■ **WORK INSTRUCTIONS**
1) Please rewrite the paragraph starting "Capgemini is hiring a Data Engineer" from the job posting below as a shorter version that keeps its main facts.
2) In the job posting below, which two Databricks tools are listed for building ETL/ELT pipelines?

Capgemini is hiring a Data Engineer to design, build, and optimize data pipelines and analytics solutions using Databricks and Google Cloud Platform (GCP). You will work closely with data analysts, data scientists, and business stakeholders to deliver scalable, reliable, and high-quality data products.
What You'll Do
- Design, build, and maintain ETL/ELT pipelines using Databricks (PySpark, Delta Lake).
- Optimize pipelines for performance, cost efficiency, and scalability within GCP.
- Develop batch and streaming data processes using Spark Streaming and related technologies.
- Implement data solutions leveraging GCP services such as BigQuery, Cloud Storage, Dataflow, Cloud Composer, and Vertex AI integrations.
- Apply best practices for cloud security, IAM configuration, monitoring, and cost management.
- Build and maintain data models, including dimensional modeling and data vault structures.
- Implement data quality frameworks, validation rules, and automated testing.

■ **INFORMATION PROVIDED**

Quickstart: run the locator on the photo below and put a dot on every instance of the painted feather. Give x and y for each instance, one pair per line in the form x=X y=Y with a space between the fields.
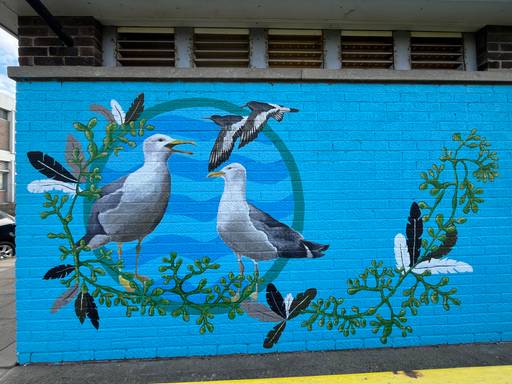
x=413 y=231
x=103 y=111
x=446 y=246
x=117 y=112
x=275 y=301
x=135 y=109
x=441 y=266
x=59 y=272
x=64 y=299
x=85 y=306
x=401 y=253
x=47 y=185
x=72 y=145
x=260 y=312
x=300 y=303
x=50 y=167
x=274 y=335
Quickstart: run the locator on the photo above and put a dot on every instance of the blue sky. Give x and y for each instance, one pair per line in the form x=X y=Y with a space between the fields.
x=8 y=56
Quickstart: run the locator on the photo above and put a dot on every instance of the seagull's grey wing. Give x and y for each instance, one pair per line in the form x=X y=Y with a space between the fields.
x=276 y=114
x=258 y=106
x=222 y=148
x=253 y=126
x=110 y=197
x=289 y=243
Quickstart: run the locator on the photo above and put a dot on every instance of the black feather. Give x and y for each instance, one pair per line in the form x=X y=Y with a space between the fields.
x=85 y=306
x=301 y=302
x=59 y=272
x=50 y=167
x=135 y=110
x=275 y=301
x=274 y=335
x=414 y=230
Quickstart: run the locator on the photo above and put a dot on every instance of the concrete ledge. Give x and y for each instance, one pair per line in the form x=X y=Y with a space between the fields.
x=62 y=73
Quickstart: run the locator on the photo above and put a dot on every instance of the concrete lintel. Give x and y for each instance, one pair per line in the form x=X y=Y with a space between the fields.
x=258 y=45
x=402 y=50
x=332 y=49
x=183 y=42
x=78 y=73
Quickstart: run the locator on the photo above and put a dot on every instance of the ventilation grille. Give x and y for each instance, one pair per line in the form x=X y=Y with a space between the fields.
x=437 y=51
x=295 y=49
x=221 y=47
x=361 y=49
x=145 y=47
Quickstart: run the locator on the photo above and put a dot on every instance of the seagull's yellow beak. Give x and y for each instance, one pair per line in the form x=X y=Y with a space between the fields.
x=216 y=174
x=172 y=144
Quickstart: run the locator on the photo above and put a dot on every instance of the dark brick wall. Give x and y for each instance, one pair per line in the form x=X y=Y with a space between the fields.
x=38 y=45
x=494 y=47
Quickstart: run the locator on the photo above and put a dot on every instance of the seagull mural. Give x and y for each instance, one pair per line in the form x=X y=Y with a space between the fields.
x=231 y=127
x=250 y=232
x=245 y=128
x=131 y=207
x=259 y=116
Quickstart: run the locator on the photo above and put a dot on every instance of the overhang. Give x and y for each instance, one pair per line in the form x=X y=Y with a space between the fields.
x=422 y=15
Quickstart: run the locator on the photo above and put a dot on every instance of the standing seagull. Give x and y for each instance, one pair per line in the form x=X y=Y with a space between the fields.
x=250 y=232
x=131 y=207
x=259 y=116
x=230 y=131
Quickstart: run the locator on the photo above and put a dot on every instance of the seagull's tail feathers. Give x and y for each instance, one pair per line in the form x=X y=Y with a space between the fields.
x=314 y=250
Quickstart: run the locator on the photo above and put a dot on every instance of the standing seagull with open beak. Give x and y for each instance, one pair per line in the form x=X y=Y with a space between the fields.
x=250 y=232
x=131 y=207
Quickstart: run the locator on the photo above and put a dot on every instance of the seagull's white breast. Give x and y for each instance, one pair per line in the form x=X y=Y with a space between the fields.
x=237 y=231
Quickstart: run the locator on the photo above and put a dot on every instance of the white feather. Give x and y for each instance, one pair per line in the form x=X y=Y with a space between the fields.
x=402 y=256
x=46 y=185
x=287 y=303
x=117 y=112
x=438 y=266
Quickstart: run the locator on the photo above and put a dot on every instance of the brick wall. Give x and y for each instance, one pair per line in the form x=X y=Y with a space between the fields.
x=494 y=47
x=38 y=45
x=344 y=171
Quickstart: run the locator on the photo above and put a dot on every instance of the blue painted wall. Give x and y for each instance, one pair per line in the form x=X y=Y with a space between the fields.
x=359 y=150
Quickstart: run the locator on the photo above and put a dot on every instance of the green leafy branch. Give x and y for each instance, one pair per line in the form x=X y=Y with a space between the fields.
x=88 y=274
x=386 y=282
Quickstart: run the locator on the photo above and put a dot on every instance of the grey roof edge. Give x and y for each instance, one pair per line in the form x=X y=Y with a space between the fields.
x=82 y=73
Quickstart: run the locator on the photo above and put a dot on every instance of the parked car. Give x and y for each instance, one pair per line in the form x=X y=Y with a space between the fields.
x=7 y=235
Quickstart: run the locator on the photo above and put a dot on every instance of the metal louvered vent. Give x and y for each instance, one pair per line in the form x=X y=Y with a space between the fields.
x=437 y=50
x=221 y=47
x=366 y=49
x=295 y=48
x=145 y=47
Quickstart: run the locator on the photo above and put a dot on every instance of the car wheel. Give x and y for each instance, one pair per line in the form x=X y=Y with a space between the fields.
x=6 y=250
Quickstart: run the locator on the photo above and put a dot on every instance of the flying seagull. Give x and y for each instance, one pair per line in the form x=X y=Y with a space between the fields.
x=230 y=131
x=131 y=207
x=259 y=116
x=250 y=232
x=246 y=128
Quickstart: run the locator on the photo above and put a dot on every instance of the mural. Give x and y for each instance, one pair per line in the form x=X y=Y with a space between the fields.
x=131 y=207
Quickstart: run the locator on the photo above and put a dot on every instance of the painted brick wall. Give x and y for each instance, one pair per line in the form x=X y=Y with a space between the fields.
x=348 y=163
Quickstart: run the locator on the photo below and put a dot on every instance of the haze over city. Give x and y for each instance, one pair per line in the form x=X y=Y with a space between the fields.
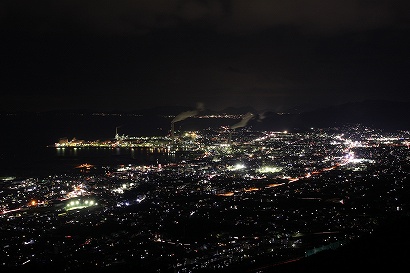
x=272 y=55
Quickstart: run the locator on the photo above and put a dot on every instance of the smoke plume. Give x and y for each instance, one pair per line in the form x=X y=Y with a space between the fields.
x=188 y=114
x=243 y=122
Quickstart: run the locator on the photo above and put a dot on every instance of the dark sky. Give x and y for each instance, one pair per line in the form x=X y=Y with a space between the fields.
x=268 y=54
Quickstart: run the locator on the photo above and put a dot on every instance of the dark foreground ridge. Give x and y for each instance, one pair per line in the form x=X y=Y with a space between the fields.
x=387 y=249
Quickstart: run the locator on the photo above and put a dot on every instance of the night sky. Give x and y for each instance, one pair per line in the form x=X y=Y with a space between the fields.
x=127 y=55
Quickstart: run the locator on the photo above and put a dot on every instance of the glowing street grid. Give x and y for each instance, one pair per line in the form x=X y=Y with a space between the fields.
x=236 y=198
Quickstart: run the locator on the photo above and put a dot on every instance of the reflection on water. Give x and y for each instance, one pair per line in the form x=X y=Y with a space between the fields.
x=49 y=160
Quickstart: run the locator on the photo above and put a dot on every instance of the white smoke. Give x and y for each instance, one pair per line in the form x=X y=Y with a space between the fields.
x=248 y=116
x=188 y=114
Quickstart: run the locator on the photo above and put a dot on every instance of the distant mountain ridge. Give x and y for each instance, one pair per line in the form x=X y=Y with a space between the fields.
x=382 y=114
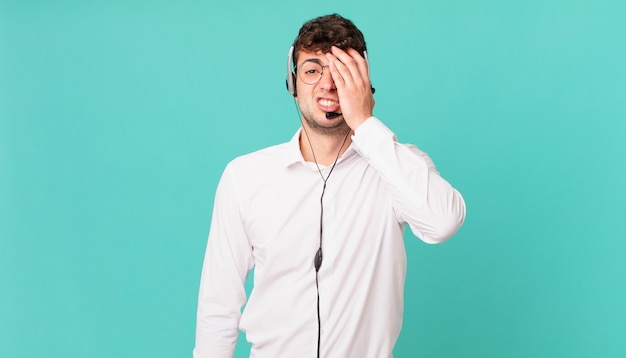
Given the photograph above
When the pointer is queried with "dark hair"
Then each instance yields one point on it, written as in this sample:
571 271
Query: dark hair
323 32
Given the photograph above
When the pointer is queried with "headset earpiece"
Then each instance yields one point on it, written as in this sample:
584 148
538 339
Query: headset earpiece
291 77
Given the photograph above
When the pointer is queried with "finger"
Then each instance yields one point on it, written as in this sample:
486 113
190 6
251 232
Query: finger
345 65
354 62
360 61
338 71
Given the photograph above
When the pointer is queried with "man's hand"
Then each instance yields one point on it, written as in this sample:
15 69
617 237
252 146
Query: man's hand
351 76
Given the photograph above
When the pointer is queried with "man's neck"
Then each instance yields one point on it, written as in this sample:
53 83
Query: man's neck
323 148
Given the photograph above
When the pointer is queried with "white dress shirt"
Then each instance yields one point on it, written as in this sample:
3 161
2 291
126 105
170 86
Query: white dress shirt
267 216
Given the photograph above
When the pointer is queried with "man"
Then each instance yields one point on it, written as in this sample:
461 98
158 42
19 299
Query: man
321 219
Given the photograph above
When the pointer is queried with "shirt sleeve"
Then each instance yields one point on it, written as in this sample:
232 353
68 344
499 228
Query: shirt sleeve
227 261
433 209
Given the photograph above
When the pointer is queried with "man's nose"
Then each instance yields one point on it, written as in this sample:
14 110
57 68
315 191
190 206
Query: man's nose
326 82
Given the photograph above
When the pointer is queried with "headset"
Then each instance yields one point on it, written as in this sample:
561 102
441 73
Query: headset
291 77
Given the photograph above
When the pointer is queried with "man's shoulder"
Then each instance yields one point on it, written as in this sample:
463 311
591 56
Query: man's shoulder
261 159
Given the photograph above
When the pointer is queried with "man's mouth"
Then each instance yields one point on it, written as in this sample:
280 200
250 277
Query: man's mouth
327 102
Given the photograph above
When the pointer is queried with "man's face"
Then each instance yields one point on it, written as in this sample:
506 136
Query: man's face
315 100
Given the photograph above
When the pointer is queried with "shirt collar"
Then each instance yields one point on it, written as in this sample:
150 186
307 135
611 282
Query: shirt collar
293 154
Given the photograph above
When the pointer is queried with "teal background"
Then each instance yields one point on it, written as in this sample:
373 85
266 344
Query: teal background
117 119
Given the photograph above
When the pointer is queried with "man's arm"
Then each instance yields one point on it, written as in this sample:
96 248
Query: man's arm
227 261
422 198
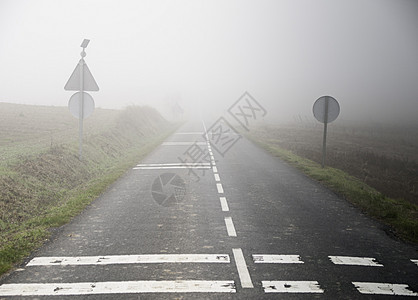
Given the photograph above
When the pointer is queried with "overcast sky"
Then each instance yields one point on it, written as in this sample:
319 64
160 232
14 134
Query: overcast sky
286 54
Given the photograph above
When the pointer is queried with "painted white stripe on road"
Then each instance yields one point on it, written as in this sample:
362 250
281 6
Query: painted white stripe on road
183 143
174 164
171 167
187 133
276 259
230 228
243 273
130 259
115 287
384 289
355 261
220 188
291 287
224 204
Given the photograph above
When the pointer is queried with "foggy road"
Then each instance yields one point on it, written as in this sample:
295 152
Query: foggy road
207 216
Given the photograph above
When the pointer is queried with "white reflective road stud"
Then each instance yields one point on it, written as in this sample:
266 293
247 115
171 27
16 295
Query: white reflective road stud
384 289
130 259
291 287
276 259
355 261
117 287
230 228
224 204
243 273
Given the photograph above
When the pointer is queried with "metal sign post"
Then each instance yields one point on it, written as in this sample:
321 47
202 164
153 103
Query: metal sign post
326 109
81 104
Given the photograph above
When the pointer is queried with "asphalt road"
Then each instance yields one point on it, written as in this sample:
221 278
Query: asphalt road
211 216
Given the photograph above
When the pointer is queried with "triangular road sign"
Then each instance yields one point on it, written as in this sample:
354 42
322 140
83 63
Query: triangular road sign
73 84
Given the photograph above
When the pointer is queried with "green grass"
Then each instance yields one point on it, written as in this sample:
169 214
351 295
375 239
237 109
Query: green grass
400 215
45 186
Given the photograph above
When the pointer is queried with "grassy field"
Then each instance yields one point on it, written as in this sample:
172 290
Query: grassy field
373 166
43 184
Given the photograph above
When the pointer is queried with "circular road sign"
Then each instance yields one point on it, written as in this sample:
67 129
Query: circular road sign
74 105
320 107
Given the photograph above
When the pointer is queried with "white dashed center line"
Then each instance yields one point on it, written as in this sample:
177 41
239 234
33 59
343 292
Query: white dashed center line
220 188
355 261
243 273
224 204
230 228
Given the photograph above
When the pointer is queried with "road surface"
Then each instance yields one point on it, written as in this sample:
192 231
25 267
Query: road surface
207 216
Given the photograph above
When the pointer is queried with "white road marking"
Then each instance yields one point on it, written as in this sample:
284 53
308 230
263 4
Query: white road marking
117 287
186 133
230 228
384 289
171 167
183 143
174 164
243 273
130 259
224 204
355 261
276 259
220 188
291 287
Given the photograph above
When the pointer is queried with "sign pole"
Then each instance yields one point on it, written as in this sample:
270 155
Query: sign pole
324 139
81 104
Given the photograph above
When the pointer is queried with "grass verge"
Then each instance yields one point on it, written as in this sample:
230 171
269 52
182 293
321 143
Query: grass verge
47 189
400 215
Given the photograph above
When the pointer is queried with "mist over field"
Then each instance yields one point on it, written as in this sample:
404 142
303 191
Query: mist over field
202 56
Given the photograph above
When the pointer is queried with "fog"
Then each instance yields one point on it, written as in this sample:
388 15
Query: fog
204 55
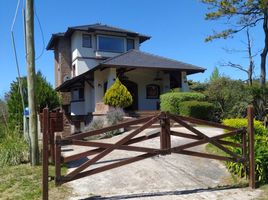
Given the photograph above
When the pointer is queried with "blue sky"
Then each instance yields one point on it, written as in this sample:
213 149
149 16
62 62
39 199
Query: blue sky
177 27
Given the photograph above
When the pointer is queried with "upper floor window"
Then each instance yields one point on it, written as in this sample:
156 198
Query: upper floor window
111 44
78 94
86 41
130 44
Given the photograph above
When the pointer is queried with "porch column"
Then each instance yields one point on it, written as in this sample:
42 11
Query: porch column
184 83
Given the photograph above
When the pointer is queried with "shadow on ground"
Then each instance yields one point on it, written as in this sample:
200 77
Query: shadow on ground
161 194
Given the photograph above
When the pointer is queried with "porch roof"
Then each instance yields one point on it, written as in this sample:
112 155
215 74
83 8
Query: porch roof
139 59
132 59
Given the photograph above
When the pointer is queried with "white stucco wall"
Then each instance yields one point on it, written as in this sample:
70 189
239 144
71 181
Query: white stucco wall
100 77
89 98
184 83
144 77
78 108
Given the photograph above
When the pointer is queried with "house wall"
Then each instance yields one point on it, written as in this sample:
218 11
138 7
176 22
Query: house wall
100 77
87 58
184 83
62 61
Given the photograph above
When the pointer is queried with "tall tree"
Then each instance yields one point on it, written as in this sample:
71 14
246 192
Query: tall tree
30 58
241 14
250 68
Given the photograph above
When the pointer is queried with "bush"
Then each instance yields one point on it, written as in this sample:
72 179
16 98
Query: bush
261 149
13 149
170 102
197 109
113 118
118 95
230 98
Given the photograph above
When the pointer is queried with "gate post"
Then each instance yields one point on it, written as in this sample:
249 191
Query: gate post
57 158
252 182
165 142
45 123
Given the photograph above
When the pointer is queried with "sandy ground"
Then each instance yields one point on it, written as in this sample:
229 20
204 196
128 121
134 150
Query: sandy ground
172 176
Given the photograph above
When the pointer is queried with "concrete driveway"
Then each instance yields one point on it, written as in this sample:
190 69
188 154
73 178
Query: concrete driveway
172 176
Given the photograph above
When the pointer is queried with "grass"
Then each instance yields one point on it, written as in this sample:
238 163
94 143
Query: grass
24 182
264 194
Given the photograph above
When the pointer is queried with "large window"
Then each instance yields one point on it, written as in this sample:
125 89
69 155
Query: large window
130 44
78 94
86 41
111 44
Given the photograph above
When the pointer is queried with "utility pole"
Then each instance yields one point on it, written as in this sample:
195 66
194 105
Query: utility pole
30 59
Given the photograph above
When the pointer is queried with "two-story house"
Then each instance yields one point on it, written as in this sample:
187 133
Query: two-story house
89 58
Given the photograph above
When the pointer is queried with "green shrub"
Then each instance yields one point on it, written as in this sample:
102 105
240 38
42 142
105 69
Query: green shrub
259 129
114 117
260 149
197 109
171 101
118 95
13 149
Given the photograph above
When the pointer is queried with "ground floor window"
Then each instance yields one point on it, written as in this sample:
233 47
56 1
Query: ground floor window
152 91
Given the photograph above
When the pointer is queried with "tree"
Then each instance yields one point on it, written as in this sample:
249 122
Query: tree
45 95
248 70
230 98
245 14
215 75
118 95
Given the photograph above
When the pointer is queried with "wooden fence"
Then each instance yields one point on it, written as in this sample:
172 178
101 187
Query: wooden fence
53 143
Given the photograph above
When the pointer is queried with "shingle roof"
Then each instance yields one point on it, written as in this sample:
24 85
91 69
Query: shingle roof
139 59
93 28
134 59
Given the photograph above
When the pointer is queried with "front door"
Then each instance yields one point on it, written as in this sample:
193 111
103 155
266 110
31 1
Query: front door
133 89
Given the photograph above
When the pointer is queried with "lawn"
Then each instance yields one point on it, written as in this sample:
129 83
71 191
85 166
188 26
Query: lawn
24 182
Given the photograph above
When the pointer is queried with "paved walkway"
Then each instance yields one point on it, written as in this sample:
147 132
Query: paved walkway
173 176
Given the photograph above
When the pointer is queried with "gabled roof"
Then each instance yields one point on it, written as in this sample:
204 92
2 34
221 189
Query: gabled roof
134 59
93 28
139 59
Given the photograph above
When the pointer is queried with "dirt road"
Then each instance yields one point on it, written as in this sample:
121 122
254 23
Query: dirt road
172 176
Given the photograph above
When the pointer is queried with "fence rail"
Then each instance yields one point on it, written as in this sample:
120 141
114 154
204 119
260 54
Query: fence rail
53 143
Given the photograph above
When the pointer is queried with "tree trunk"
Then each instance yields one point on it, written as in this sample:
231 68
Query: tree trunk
30 57
251 63
264 52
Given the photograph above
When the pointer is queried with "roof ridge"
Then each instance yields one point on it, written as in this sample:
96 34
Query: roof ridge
109 59
169 59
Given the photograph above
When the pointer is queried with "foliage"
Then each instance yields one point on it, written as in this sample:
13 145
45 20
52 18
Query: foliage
197 109
96 123
215 75
171 101
230 98
113 118
259 95
244 13
260 149
24 182
13 148
45 96
118 95
197 86
240 15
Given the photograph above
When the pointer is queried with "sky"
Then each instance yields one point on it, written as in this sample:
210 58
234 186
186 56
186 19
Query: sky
177 27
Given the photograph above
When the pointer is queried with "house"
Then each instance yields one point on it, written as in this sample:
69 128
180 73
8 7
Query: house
89 58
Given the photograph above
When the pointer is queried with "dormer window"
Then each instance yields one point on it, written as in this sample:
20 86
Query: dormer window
111 44
130 44
86 41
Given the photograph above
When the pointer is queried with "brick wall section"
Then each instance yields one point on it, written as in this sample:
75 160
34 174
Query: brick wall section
63 60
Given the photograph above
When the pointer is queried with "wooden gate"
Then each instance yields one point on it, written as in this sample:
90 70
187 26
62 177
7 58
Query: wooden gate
52 144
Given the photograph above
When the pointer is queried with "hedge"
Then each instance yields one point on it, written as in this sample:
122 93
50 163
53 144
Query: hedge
197 109
260 149
170 102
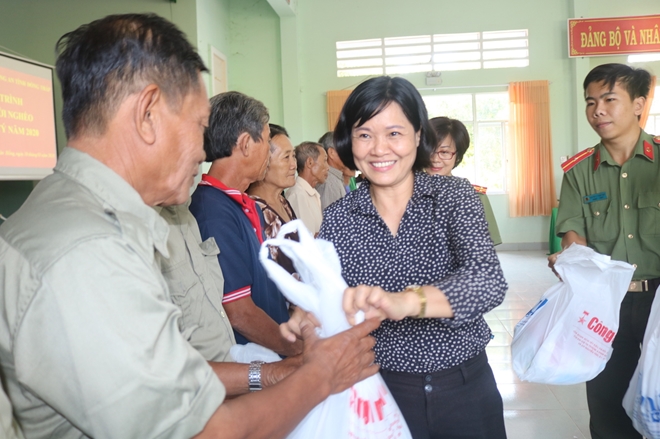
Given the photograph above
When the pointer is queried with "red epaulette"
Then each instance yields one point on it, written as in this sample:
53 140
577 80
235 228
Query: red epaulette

■ **RESULTS FOR THE EXERCISE**
1) Capgemini seeks a Data Engineer to design, build, and optimize data pipelines and analytics solutions with Databricks and Google Cloud Platform (GCP). The role works with data analysts, data scientists, and business stakeholders to deliver scalable, reliable, high-quality data products.

2) PySpark and Delta Lake.